Point localization data:
━━━━━━━━━━
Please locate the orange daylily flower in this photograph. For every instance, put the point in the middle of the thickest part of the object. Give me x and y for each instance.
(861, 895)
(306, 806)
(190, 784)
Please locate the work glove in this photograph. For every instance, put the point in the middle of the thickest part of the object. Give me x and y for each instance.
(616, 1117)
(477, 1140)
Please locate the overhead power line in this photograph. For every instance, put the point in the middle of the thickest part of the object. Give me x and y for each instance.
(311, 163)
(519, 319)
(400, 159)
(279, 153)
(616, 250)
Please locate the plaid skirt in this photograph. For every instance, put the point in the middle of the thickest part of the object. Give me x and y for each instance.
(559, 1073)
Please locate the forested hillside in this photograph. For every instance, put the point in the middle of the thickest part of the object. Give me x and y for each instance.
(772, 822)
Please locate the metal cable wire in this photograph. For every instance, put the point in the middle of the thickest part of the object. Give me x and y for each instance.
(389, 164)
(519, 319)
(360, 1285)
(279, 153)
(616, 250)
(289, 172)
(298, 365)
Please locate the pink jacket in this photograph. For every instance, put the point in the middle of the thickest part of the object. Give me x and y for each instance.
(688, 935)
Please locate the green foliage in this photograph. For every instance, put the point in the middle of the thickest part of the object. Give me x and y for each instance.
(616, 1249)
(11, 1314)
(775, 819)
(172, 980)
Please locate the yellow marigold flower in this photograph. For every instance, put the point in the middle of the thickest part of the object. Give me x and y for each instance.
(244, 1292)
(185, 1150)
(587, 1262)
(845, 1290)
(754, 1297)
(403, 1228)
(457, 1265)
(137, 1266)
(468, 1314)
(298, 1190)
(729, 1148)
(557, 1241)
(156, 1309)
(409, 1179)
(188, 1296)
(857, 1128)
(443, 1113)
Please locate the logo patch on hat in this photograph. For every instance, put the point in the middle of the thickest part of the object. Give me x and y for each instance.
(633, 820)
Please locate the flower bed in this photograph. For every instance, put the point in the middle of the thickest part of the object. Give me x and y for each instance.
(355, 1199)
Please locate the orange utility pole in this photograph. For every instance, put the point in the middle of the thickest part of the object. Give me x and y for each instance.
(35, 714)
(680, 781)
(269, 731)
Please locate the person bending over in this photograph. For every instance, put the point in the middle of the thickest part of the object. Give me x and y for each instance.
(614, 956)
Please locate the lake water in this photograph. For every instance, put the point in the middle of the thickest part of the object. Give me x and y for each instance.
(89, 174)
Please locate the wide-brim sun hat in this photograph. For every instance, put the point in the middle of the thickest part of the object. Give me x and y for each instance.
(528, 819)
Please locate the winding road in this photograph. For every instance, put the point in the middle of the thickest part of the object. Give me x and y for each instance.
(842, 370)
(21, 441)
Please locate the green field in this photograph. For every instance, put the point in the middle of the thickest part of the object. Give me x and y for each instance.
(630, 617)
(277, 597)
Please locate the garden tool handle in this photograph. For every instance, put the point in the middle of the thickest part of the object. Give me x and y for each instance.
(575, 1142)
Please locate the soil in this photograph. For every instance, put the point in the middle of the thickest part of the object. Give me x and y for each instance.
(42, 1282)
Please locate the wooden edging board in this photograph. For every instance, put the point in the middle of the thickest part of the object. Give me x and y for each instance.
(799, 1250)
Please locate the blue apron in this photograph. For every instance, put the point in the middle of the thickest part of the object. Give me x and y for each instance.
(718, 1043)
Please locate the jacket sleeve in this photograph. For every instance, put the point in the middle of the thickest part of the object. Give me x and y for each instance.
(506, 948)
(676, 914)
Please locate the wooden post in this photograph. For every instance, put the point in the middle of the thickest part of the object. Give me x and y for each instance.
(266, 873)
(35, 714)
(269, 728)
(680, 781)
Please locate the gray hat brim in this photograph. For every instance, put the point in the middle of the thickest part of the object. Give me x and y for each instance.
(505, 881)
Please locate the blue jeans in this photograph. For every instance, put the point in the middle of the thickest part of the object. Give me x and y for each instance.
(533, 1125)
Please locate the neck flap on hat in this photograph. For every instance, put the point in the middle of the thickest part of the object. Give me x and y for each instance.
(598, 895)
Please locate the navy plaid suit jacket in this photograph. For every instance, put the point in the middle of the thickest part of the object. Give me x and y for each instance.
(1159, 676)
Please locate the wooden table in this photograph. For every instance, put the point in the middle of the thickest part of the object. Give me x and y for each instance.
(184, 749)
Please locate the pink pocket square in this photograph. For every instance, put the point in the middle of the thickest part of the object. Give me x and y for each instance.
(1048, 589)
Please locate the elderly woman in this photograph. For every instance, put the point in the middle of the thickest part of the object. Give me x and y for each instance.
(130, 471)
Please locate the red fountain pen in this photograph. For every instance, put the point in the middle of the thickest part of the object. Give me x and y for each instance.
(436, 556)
━━━━━━━━━━
→ **TASK OBJECTIVE**: You are asked to copy all of the entries above exactly.

→ **EXERCISE ANSWER**:
Please locate the orange daylily flower in this photograph. For every instance, put the point in the middle of the thickest part of the object. Give me x and y for each instance.
(861, 895)
(306, 806)
(190, 784)
Please locate the work glove in this photograph. For every instance, put the point in the middle of the thickest part of the object. Give me x and y for each instance.
(616, 1117)
(477, 1140)
Please locate the overhead power line in this photograph. For every instance, put the point in the middle of the thickest part of the object. Give me x and y for each instance.
(311, 163)
(519, 319)
(400, 159)
(279, 153)
(616, 250)
Please locate the plaid skirt in this photograph. For every instance, put the point in the middle of the thickest part of the object. Give me x and y for each instance.
(559, 1073)
Please locate the forested hillside in this photograph. For every instance, put the point in the middle of the thickest part of the object. Give me x and y for each instance.
(772, 822)
Please locate the metal cable wire in this photograph. For every instance, put the point in the middle of the thickest part of the object. Give me x and y for each instance.
(389, 164)
(519, 319)
(360, 1285)
(279, 153)
(616, 250)
(289, 172)
(298, 365)
Please locate the pink jacket in this photograph. For every instance, put the point in the middle of the thickest part of the object. Give me x and y for each instance.
(688, 935)
Please locate the green foliage in this photograph. For every instance, put the point in the middle of the thickest part of the object. Give me x and y for each instance.
(616, 1249)
(11, 1314)
(775, 819)
(172, 980)
Please locate the yellow marigold flower in this photograph. For every instance, put the point in the middle of the thickest part of the object. Give me x and y for each instance.
(244, 1292)
(185, 1150)
(587, 1262)
(845, 1290)
(754, 1297)
(403, 1228)
(457, 1265)
(137, 1266)
(468, 1314)
(298, 1190)
(729, 1148)
(557, 1241)
(156, 1309)
(409, 1179)
(188, 1296)
(857, 1128)
(443, 1113)
Please locate the logo patch on hat in this photograph. For every instance, put the point in the middle of the thickest part of the object. Give me x and y for each instance.
(633, 820)
Please locate the flower bed in this photograph. For every instance, put the point in the middle of the thickest part of the object. Give me x and y for each instance.
(355, 1199)
Please locate the orange utility pole in this photograph. For every instance, put the point in the middle of the thickest part of the object. Give me x and y for each instance.
(35, 714)
(680, 781)
(269, 731)
Please locate the person bending over in this photograph. For every instance, put the point in the middle of the thickest part of the object. Give me x and y for each instance.
(614, 956)
Please locate the lake water in this photograph. For every instance, put the point in the middle of the thickest part of the object. Give me x and y for each instance.
(89, 174)
Please locate the wide-brim sun hat in this photograph. For every instance, put the point in the middle of the thickest part of the object. Give me x and y for each instance.
(528, 819)
Please locate the winding road in this photograph. For every instance, put the point in the middle of the thickest part of the object. Give me x and y for each instance.
(842, 370)
(21, 441)
Please locate the green field in this photograph. For every instance, put the point in the middle of the thickest part of the object. Give me x and y for each instance.
(630, 617)
(277, 597)
Please locate the garden tool handle in this photograph. For every instance, put the point in the middle of the thickest part of the object. Give me x and y for each instance.
(575, 1142)
Please locate the soil in this photograph. For every instance, put the point in the middle of the thickest part of the object. Give me x and y for each instance.
(42, 1282)
Please locate the wooden edging board in this photograph. For every instance, put the point in the middle of the thickest part of the object. Give me x and y for each instance.
(799, 1250)
Please locate the blue apron in this photograph. For every instance, put the point in the middle of the thickest part of the object. Give me x and y for each instance.
(718, 1043)
Please locate the jacket sleeve in this photograph. For every instance, put the point in the middle of the thickest part of the object. Give me x and y for each instance.
(506, 948)
(676, 914)
Please locate the wooden post in this photograph. For every instance, put the point in the middle of the thickest part of the object. Give me x and y for each instance.
(266, 873)
(35, 714)
(269, 728)
(680, 781)
Please locate the gray hat brim in this photograph. For every instance, put the point in the middle of the thickest part of the object. Give me x and y for each instance.
(505, 881)
Please locate the blue jeans in this photograph. For every instance, put the point in the middle of the thickest part of the object. Give me x and y for each instance.
(533, 1125)
Please locate the neck flap on hat in this photograph. For every instance, put the point in the middle of the thickest part of the object. Give me x and y for each instance.
(598, 895)
Please locate the navy plaid suit jacket in this photograph. For every instance, put the point in the middle of the thickest part of the object. Give me x and y for each instance.
(1159, 676)
Please locate the wooden table in this photograph. For every instance, put the point in the middle of the thickest part of the object. Give me x and y for each instance.
(184, 749)
Please locate the pink pocket square in this photograph. For every instance, put the point in the middle of the thickest part of the object. Give me x and y for each instance.
(1048, 589)
Please locate the elderly woman in this photograph. For every instance, put the point in the middle of the thickest part of the object. Give me x and y for each instance.
(130, 471)
Please locate the red fountain pen in this photograph. For every instance, put the point in the middle of the thickest part of the object. Give me x and y for each instance.
(436, 556)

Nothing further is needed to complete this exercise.